++++ Fragment tekstu ++++

Ważny etap w historii rozwoju polskiej pieśni
Wśród 29 młodzieńczych pieśni Mieczysława Karłowicza, który traktował je poniekąd jako efekt uboczny poszukiwań własnego miejsca w muzyce, można wyróżnić dwie grupy. Pierwsza z nich obejmuje pieśni bardzo emocjonalne, dramatyczne, przepełnione melancholią, która w okresie Młodej Polski była wręcz programowym uczuciem, i druga – pieśni impresywne, nie tyle nastawione na przekazanie emocji, ile na wywołanie ich u odbiorcy.
Pamiętam ciche, jasne, złote dnie to pieśń reprezentująca drugi typ. Powstała w 1896 roku, otwiera w twórczości Karłowicza op. 1. Jako młodzieńcza kompozycja jest jeszcze mocno zanurzona w standardach muzyki romantyzmu z typową dla początków XIX wieku tonalnością skal dur-moll, jeszcze bez wszystkich tych elementów, które w późniejszym czasie zadecydują o pozycji Karłowicza wśród kompozytorów europejskich.

++++

Dopisz dalszy ciąg tekstu o pieśniach Karłowicza, zaczynając zaraz po jego ostatnim zdaniu. Zapisy, które następują, nie mają związku z tekstem o pieśniach Karłowicza.

++++ Dostarczone informacje ++++

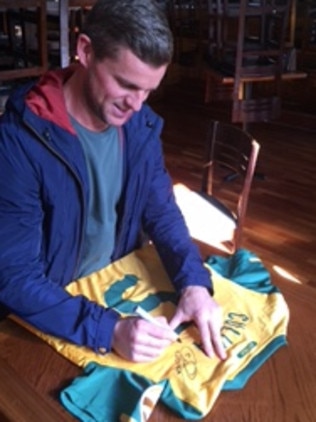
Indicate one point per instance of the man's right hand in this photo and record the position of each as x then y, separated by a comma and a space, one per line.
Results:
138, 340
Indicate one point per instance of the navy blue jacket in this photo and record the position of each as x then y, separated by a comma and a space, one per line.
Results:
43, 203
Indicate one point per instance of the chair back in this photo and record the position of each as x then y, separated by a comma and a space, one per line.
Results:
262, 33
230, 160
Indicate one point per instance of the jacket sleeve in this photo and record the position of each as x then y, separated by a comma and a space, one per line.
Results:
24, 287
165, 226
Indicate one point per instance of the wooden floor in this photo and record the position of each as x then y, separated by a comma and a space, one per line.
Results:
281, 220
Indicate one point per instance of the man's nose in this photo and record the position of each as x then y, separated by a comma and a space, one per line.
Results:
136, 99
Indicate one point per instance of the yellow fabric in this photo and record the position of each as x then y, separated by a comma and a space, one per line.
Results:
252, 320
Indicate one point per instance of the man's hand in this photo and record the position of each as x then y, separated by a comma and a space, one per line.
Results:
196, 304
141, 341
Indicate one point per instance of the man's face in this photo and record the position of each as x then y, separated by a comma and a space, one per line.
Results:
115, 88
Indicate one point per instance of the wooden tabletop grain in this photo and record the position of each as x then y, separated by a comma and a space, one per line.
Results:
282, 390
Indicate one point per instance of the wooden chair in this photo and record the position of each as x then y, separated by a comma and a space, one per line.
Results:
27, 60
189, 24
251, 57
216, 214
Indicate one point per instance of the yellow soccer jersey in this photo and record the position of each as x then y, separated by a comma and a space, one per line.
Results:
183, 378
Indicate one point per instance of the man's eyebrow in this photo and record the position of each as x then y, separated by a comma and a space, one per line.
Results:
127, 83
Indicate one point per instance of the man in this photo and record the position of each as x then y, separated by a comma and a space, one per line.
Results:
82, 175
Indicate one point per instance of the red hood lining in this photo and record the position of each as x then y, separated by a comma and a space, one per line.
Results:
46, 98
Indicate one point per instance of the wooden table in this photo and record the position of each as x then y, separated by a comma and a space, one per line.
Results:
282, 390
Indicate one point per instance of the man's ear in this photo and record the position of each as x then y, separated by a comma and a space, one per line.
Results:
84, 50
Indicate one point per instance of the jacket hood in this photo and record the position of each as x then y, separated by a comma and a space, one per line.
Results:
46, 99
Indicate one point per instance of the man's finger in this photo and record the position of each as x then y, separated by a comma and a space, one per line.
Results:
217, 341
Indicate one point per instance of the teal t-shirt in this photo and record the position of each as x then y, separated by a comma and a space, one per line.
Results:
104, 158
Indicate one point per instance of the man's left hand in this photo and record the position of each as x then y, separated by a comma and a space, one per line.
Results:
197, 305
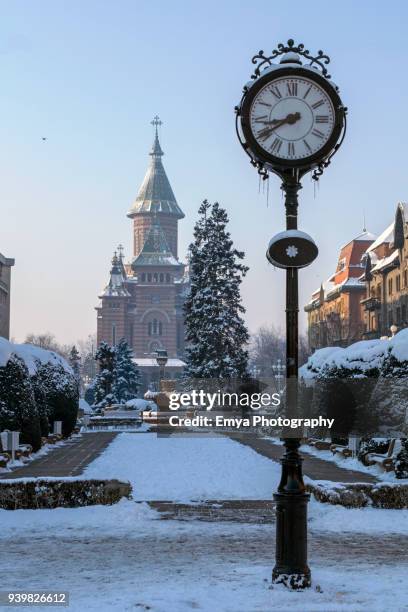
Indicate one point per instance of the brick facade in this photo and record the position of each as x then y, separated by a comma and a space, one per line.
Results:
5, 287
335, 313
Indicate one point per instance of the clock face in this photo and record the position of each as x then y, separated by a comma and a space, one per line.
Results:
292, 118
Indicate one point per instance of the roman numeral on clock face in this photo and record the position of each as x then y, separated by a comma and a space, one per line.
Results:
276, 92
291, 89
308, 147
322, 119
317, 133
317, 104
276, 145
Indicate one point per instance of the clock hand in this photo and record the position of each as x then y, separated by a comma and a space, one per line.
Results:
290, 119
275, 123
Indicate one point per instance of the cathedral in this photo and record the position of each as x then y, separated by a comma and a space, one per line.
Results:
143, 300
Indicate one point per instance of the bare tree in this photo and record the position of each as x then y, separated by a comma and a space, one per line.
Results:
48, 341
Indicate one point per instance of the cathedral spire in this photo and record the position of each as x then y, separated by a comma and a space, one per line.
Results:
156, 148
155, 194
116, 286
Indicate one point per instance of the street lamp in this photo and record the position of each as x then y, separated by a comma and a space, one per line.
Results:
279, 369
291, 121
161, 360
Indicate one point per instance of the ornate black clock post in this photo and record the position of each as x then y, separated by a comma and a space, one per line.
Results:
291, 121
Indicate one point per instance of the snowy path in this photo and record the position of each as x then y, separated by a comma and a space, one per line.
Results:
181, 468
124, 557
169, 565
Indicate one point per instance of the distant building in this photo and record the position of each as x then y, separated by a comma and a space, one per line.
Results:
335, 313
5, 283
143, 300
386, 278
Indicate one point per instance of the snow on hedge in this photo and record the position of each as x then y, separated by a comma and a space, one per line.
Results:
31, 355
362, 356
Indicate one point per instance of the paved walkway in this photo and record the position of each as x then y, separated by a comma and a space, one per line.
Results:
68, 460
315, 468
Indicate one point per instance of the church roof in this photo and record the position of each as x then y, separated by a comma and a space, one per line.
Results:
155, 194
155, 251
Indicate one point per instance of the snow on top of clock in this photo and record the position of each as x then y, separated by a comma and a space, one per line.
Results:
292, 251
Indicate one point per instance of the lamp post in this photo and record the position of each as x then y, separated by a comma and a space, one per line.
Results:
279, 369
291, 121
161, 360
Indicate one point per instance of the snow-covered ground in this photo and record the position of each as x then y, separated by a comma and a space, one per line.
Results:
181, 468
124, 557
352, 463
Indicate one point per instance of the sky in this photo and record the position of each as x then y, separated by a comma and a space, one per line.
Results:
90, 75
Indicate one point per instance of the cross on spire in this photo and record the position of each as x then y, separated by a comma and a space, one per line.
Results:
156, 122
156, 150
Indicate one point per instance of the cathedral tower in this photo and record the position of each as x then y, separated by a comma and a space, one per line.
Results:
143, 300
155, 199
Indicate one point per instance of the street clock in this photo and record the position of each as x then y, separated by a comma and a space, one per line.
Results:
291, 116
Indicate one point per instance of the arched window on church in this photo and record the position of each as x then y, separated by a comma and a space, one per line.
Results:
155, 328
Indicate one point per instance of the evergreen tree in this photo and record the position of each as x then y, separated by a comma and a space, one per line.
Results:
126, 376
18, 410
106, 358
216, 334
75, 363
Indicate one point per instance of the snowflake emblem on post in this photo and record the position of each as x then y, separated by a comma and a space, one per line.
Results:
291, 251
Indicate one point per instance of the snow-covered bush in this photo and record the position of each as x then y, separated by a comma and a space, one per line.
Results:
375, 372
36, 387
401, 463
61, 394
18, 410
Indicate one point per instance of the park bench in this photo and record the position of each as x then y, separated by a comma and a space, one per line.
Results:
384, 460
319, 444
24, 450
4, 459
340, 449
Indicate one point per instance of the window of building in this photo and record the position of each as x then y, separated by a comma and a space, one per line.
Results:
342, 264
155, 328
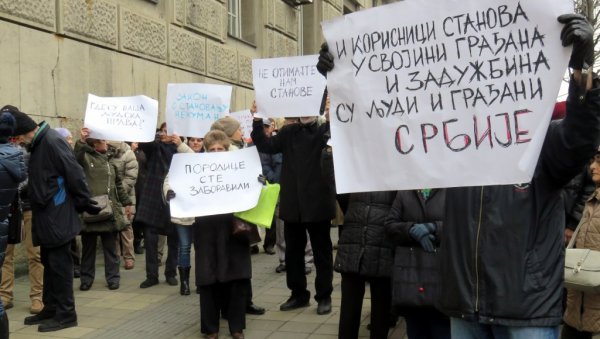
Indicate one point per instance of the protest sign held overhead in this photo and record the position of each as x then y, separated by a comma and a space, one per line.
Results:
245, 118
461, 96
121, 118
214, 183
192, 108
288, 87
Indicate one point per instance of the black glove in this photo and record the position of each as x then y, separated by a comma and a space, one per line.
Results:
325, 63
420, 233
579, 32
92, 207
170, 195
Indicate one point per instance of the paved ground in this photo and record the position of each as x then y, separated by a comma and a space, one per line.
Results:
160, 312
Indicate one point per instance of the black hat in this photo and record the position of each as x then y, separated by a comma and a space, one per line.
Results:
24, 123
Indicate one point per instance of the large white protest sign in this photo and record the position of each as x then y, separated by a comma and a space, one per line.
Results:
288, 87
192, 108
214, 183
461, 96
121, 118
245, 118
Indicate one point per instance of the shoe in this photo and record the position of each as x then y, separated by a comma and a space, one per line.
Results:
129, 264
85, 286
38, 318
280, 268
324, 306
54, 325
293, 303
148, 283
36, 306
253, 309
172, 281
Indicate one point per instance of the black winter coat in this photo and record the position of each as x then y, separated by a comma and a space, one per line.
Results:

++++

#### [Odpowiedź]
Liryczna, wyciszona, pełna wysublimowanych uczuć pieśń powstała do tekstu Kazimierza Przerwy-Tetmajera, poety będącego ikoną poezji młodopolskiej. Jego twórczość była szczególnie bliska Karłowiczowi dlatego, że odbijał się w niej obraz ukochanych, odkrywanych dopiero co dziewiczych Tatr, ale też i dlatego, że mieścił się w niej w czystej postaci cały fin de siècle z cierpiącą duszą spod znaku filozofii Schopenhauera. Szczególne zrozumienie poezji Tetmajera sprawiło, że to właśnie do jego tekstów Karłowicz napisał 10 spośród 29 wszystkich skomponowanych pieśni.
Wyciszony, skryty, uciekający od ludzi w Tatry Karłowicz umiejętnie odczytywał młodopolskie kody. Pamiętam ciche, jasne, złote dnie jest przykładem takiego odczytania, otwarciem drzwi do kolejnego etapu w rozwoju polskiej pieśni, który wypełnią niedługo po Karłowiczu kompozycje Karola Szymanowskiego.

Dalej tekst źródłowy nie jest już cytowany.